* INPUT *
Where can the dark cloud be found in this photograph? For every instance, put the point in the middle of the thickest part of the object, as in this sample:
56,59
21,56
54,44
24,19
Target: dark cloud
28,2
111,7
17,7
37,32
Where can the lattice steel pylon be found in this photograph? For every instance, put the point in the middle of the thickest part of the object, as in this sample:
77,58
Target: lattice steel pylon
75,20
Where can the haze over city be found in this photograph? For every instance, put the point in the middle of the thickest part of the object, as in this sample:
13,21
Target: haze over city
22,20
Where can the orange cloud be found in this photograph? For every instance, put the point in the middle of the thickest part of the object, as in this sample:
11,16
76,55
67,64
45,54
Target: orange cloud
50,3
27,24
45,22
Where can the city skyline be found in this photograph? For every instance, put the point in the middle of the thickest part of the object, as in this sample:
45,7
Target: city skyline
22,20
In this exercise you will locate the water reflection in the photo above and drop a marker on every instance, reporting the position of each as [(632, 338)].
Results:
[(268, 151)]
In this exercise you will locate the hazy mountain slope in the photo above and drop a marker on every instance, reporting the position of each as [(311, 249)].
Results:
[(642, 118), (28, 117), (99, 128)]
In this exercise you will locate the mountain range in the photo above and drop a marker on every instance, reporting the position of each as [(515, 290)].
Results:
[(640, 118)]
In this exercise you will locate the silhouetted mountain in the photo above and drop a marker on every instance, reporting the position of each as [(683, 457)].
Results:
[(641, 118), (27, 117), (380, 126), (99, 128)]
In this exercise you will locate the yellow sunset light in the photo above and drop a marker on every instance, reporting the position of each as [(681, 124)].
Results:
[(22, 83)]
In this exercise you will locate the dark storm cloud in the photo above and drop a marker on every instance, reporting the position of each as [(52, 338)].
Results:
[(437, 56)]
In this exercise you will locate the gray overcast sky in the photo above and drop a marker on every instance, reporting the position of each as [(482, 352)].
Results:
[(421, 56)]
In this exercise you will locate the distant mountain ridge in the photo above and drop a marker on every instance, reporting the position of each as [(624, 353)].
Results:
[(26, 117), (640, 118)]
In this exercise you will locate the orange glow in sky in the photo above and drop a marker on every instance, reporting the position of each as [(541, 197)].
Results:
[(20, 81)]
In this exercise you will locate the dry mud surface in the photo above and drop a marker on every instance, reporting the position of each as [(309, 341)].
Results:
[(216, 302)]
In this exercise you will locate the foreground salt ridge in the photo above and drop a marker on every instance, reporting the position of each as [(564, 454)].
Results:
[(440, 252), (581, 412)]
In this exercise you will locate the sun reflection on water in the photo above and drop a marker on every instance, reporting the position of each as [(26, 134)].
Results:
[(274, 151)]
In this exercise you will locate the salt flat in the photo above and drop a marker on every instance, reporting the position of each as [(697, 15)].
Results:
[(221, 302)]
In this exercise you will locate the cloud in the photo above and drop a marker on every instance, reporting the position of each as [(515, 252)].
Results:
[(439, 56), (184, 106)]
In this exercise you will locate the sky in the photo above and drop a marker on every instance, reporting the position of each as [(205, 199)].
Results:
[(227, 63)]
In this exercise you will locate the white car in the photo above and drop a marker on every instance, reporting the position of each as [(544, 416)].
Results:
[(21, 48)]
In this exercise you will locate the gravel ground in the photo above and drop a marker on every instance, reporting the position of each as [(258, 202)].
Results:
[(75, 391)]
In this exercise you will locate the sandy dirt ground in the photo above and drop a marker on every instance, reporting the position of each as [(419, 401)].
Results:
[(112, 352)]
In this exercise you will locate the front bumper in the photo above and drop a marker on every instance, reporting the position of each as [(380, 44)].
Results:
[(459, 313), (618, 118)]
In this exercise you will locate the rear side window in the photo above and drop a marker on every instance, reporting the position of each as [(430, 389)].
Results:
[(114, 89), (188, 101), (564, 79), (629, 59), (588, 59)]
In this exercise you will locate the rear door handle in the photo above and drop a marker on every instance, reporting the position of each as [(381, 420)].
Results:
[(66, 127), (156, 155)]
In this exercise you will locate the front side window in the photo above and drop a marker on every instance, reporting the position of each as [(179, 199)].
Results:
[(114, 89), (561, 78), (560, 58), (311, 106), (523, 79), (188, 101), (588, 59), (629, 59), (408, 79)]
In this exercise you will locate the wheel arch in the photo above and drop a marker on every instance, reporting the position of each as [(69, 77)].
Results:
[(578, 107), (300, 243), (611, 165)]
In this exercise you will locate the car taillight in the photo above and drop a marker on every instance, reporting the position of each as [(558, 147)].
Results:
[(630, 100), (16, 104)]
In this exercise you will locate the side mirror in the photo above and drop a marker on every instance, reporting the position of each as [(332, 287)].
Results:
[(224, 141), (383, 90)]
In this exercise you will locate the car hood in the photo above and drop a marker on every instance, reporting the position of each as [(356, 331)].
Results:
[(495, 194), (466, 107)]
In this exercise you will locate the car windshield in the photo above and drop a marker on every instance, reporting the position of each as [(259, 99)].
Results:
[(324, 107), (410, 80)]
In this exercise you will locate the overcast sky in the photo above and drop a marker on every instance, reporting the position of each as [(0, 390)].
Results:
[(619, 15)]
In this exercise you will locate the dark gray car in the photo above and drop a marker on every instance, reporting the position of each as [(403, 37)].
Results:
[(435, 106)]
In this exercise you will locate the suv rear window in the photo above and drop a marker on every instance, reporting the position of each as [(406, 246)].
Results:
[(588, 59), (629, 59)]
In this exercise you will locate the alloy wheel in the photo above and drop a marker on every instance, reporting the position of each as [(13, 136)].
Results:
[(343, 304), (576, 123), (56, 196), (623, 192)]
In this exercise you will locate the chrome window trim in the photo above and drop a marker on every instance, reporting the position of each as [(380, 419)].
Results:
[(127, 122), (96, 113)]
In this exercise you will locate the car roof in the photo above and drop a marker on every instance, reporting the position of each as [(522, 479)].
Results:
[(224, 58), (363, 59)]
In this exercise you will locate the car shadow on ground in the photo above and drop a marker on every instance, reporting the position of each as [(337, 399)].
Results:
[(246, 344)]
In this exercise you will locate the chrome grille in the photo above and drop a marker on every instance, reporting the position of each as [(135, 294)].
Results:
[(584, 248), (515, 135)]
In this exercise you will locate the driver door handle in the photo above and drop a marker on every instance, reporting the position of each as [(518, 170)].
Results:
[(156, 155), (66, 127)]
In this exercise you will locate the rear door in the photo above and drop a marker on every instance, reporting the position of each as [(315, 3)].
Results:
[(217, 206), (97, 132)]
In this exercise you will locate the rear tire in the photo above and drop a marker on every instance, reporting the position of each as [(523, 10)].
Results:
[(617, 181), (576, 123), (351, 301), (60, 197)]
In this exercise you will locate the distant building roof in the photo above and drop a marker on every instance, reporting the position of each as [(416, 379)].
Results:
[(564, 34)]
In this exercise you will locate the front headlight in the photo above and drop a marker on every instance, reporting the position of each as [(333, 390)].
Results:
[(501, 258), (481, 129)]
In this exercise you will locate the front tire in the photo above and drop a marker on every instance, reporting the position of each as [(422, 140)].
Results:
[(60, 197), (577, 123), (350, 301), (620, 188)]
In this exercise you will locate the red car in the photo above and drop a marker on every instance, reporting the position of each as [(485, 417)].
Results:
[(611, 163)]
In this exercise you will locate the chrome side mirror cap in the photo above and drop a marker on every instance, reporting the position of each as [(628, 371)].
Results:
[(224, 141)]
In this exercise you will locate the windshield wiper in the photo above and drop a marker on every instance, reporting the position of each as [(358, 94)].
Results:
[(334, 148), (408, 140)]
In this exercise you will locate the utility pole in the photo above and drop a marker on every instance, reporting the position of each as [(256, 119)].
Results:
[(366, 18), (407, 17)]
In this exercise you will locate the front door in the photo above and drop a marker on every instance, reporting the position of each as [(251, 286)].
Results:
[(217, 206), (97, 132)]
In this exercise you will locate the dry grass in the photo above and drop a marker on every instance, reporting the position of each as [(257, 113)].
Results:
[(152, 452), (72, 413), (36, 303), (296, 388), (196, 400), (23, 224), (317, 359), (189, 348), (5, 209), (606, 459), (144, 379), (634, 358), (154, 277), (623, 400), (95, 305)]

* EXERCISE PROMPT *
Every line above that includes the word "mirror" must appear in the answer.

* ANSWER FOR THIS EXERCISE *
In this exercise you will locate the side mirror in the photo above and drop a marker on every instance, reporting the position of each as [(332, 287)].
In this exercise you will locate the chrome side mirror cap in the photo above and drop a marker on every instance, reporting the position of each as [(628, 371)].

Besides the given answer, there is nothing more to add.